## BEGIN
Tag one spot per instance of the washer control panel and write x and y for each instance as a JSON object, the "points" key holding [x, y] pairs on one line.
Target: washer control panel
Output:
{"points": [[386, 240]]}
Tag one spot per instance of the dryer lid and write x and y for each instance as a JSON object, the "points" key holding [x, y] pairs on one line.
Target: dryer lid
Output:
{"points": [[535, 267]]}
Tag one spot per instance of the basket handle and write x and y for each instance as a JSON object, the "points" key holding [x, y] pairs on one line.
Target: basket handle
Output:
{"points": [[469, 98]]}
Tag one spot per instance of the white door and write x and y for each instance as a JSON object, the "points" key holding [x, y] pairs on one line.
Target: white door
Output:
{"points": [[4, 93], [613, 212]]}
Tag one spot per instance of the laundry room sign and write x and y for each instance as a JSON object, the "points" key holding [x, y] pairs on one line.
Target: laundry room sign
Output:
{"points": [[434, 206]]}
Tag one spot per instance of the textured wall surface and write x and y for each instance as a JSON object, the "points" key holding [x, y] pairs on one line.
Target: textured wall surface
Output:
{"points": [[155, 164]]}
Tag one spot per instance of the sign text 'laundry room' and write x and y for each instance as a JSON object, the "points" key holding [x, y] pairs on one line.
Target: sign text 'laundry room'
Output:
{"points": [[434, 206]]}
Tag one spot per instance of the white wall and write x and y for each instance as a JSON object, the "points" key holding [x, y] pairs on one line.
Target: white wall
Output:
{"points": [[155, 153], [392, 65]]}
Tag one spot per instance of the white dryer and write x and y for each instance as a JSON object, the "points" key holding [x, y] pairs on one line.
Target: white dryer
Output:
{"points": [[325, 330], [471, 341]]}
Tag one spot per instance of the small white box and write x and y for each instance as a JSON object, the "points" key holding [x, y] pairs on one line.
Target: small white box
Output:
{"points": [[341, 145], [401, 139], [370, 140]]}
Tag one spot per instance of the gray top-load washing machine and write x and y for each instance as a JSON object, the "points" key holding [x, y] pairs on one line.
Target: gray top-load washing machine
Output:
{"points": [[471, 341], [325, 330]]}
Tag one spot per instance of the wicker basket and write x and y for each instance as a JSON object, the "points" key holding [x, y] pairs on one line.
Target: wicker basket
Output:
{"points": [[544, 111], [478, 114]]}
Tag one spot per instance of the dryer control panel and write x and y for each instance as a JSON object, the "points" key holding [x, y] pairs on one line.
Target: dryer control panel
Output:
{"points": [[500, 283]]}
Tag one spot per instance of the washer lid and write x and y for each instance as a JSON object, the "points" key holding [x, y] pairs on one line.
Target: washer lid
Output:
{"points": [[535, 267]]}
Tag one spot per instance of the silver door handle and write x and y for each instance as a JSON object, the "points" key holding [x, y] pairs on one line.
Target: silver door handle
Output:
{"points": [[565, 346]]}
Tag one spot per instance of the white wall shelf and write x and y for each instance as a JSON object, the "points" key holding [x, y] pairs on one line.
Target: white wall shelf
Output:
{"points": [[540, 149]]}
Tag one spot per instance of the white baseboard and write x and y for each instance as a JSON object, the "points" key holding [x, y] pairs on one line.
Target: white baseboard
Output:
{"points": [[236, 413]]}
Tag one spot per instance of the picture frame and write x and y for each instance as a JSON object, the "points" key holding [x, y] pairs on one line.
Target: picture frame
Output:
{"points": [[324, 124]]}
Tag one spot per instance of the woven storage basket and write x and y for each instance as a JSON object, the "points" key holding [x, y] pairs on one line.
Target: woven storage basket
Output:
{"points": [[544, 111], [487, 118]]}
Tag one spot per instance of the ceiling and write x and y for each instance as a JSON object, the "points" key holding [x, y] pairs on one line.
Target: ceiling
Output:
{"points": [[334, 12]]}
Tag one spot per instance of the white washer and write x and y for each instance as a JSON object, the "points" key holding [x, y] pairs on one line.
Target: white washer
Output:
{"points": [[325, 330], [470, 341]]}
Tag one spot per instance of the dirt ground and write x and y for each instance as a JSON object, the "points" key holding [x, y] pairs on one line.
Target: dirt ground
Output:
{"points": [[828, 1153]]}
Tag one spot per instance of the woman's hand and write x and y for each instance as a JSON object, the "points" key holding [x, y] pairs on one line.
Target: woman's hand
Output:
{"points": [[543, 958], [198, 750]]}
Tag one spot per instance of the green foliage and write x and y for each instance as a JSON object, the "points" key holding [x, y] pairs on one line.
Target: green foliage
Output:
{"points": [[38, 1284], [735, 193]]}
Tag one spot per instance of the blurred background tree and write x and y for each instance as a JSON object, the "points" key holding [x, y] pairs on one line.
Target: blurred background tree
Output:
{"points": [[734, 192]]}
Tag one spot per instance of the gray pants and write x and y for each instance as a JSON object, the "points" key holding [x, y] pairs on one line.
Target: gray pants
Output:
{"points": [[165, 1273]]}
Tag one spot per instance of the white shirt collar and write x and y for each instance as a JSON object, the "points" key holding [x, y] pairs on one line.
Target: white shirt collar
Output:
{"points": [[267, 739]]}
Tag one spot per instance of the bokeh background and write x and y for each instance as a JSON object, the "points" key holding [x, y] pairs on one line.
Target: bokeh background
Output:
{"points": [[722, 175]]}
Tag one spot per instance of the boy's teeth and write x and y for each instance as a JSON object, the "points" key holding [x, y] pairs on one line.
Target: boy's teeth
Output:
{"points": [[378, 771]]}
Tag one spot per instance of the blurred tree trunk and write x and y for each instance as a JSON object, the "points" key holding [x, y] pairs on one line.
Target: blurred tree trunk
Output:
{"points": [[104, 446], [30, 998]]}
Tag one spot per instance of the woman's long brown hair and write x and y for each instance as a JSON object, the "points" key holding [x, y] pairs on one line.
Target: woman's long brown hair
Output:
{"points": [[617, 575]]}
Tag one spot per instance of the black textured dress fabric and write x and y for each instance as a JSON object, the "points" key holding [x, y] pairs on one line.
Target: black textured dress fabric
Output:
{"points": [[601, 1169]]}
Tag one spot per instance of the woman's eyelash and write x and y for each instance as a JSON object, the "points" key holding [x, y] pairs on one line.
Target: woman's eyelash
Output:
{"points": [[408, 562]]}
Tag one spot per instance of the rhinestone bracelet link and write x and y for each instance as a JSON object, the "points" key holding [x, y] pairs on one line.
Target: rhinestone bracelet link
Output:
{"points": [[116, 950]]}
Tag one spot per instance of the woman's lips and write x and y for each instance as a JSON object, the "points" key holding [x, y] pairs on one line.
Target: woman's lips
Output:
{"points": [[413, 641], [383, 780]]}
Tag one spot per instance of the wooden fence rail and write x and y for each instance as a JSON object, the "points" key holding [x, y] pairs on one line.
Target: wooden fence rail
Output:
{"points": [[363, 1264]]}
## END
▸ **Exercise goal**
The lines above should be duplicated exactly.

▸ **Response for this exercise**
Tag one spot per instance of the washer control panel and write x and y for each instance as a JSON object, the "points" key holding [x, y] pairs on one line.
Target: washer control panel
Output:
{"points": [[386, 240]]}
Tag one spot per instance of the dryer lid and write x and y for each instance as a JSON object, the "points" key holding [x, y] pairs on one line.
Target: dryer lid
Output:
{"points": [[535, 267]]}
Tag one spot per instance of the basket handle and write x and y for each instance as a JSON object, the "points" key holding [x, y] pairs on one line.
Target: basket handle
Output:
{"points": [[469, 98]]}
Tag one spot per instance of the white door and write x and y for each instance as a JSON object, the "points" key holding [x, y] pairs on one line.
Target: white door
Output:
{"points": [[4, 93], [613, 212]]}
Tag one spot per instance of the laundry room sign and write x and y for each instance as a JSON object, the "points" key holding [x, y] pairs on one line.
Target: laundry room sign
Output:
{"points": [[434, 206]]}
Tag one spot per instance of the textured wall surface and write x and y for each instance as a JSON object, the "points" key holding [x, y] pairs on one line.
Target: textured wall surface
Output:
{"points": [[155, 164]]}
Tag one spot per instance of the sign text 'laundry room' and write x and y for each instance as a JSON object, the "points" key holding [x, y] pairs on one line.
Target: sign text 'laundry room'
Output:
{"points": [[434, 206]]}
Tag one spot per instance of the white wall and write x and y for each instance as a JSON object, the "points" key holding [x, y] pairs on one line.
Target: white wall
Output:
{"points": [[155, 153], [392, 65]]}
Tag one spot per instance of the white dryer and write x and y for each instance as a JSON object, the "points" key holding [x, y] pairs on one line.
Target: white dryer
Output:
{"points": [[325, 330], [471, 341]]}
Tag one spot per instance of the small white box and write x and y for each instance as a JSON object, the "points" key holding [x, y] pairs on one line.
Target: small white box
Output:
{"points": [[341, 145], [401, 139], [370, 140]]}
Tag one spot per instance of the gray top-load washing machine and write x and y for each instance as a JSON object, the "points" key holding [x, y] pairs on one line.
Target: gray top-load washing machine
Output:
{"points": [[471, 341], [325, 330]]}
Tag one spot per instance of the wicker basket and write x and y for each instance as a JSON object, the "points" key holding [x, y] pairs on one line.
Target: wicker basket
Output:
{"points": [[544, 111], [478, 114]]}
Tag one spot per instance of the dryer control panel and write x and y for each instance as a JSON object, the "points" key holding [x, y] pairs on one line.
Target: dryer control panel
Output:
{"points": [[500, 283]]}
Tag one spot per instance of the washer lid and write x and y for each instance as a JSON object, the "points" key holding [x, y] pairs on one line.
Target: washer lid
Output:
{"points": [[535, 267]]}
Tag one spot per instance of the silver door handle and write x and y for each instance as a JSON object, the "points" key holding [x, y] pairs on one line.
Target: silver door handle
Output:
{"points": [[565, 346]]}
Tag one spot per instance of the white wall shelf and write x and y for each instance as a JSON object, the "points" key holding [x, y] pairs on one line.
Target: white wall shelf
Output:
{"points": [[540, 149]]}
Tag one spot per instance of the white baseboard and write x and y for each instance as a JSON object, the "points" key holding [x, y] pairs on one line.
Target: white baseboard
Output:
{"points": [[236, 413]]}
Tag one spot per instance of the picture frame and write x and y for each instance as a JSON object, the "points" key holding [x, y] pairs on one line.
Target: picture frame
Output:
{"points": [[324, 124]]}
Tag one spot per instance of the woven storage basket and write x and y for each instance as a JSON object, the "points" key holding [x, y] pairs on one line.
Target: woven storage basket
Output:
{"points": [[544, 111], [487, 118]]}
Tag one spot per instance of the ceiling and write x and y for each instance as a JSON object, the "points" key holding [x, y] pairs on one line.
Target: ceiling
Output:
{"points": [[334, 12]]}
Tag one spot per instance of the white washer and write x and y for each instance as a JSON object, the "points" key holding [x, y] pairs on one line.
Target: white washer
Output:
{"points": [[325, 330], [470, 341]]}
Tag one spot per instance of the dirt ground and write x and y for each instance as a JSON object, the "points" key holding [x, y] pairs on one line.
Target: dirt ground
Output:
{"points": [[828, 1153]]}
Tag one spot per instance of the woman's hand and write x and y for each instance as a JSON object, the "points" key holding [x, y] pairs on one line.
Target: woman's hand
Output:
{"points": [[543, 958], [198, 750]]}
Tag one spot per instance of the green foliage and write x and y for each instance as a JSON object, the "points" key holding [x, y] pairs on one line.
Target: green foliage
Output:
{"points": [[38, 1284], [735, 193]]}
Tag one spot per instance of the blurred background tree and write x and y for each instance as a JSON object, the "points" key holding [x, y] pairs on one line.
Target: blurred background tree
Output:
{"points": [[734, 192]]}
Tag one spot per instance of the gray pants and write x and y for each instance as a JSON object, the "points" key holding [x, y] pairs on one line.
Target: gray pants
Output:
{"points": [[165, 1273]]}
Tag one spot per instance of the white shirt collar and write x and y for each instance as a JSON object, the "points" key holding [x, y] pairs on one line.
Target: white shirt collar
Output:
{"points": [[267, 739]]}
Tag one spot per instance of the bokeh background and write x and y for each instance as a JSON object, the "points" key holding [x, y] pairs on one line.
Target: bokeh background
Output:
{"points": [[722, 175]]}
Tag one spot per instance of the boy's teeth and write x and y for each instance as a JSON object, the "points" key holding [x, y] pairs on one line.
Target: boy's teeth
Output:
{"points": [[378, 771]]}
Tag one spot per instance of the blurred tree trunk and write x and y for each instance as a JSON object, the "points" key holding [x, y] pairs on one line.
Target: blurred tree trunk
Output:
{"points": [[104, 446], [30, 998]]}
Tag one spot per instance of the woman's long brown hair and write x and y for each instance as a JSON object, the "points" key holding [x, y] pairs on one line.
Target: woman's long brown hair
Output:
{"points": [[617, 575]]}
Tag one spot per instance of the black textured dress fabric and write x and y for each instance as a JSON object, the "points" key holding [x, y] pairs on one line.
Target: black textured dress fabric
Output:
{"points": [[601, 1169]]}
Tag one spot per instance of the woman's eyelash and write x and y for each instance as a JSON object, the "points" key holding [x, y] pairs on one line.
Target: woman's eyelash
Output:
{"points": [[408, 562]]}
Tag one spot per instance of the rhinestone bracelet link and write x and y for each instance as a JSON object, the "points" key holding [x, y] pairs on one line.
Target: rhinestone bracelet link
Output:
{"points": [[116, 950]]}
Tag one spot per instance of the woman's lips and write x and y for each instance as a JSON object, the "points" key holding [x, y] pairs on one line.
Target: woman's lips
Output:
{"points": [[413, 641], [383, 780]]}
Tag one spot per instance of the wooden fence rail and write x and y for each instance as a JSON object, the "points" key holding [x, y] pairs on one line.
Target: wooden fence rail
Output:
{"points": [[363, 1264]]}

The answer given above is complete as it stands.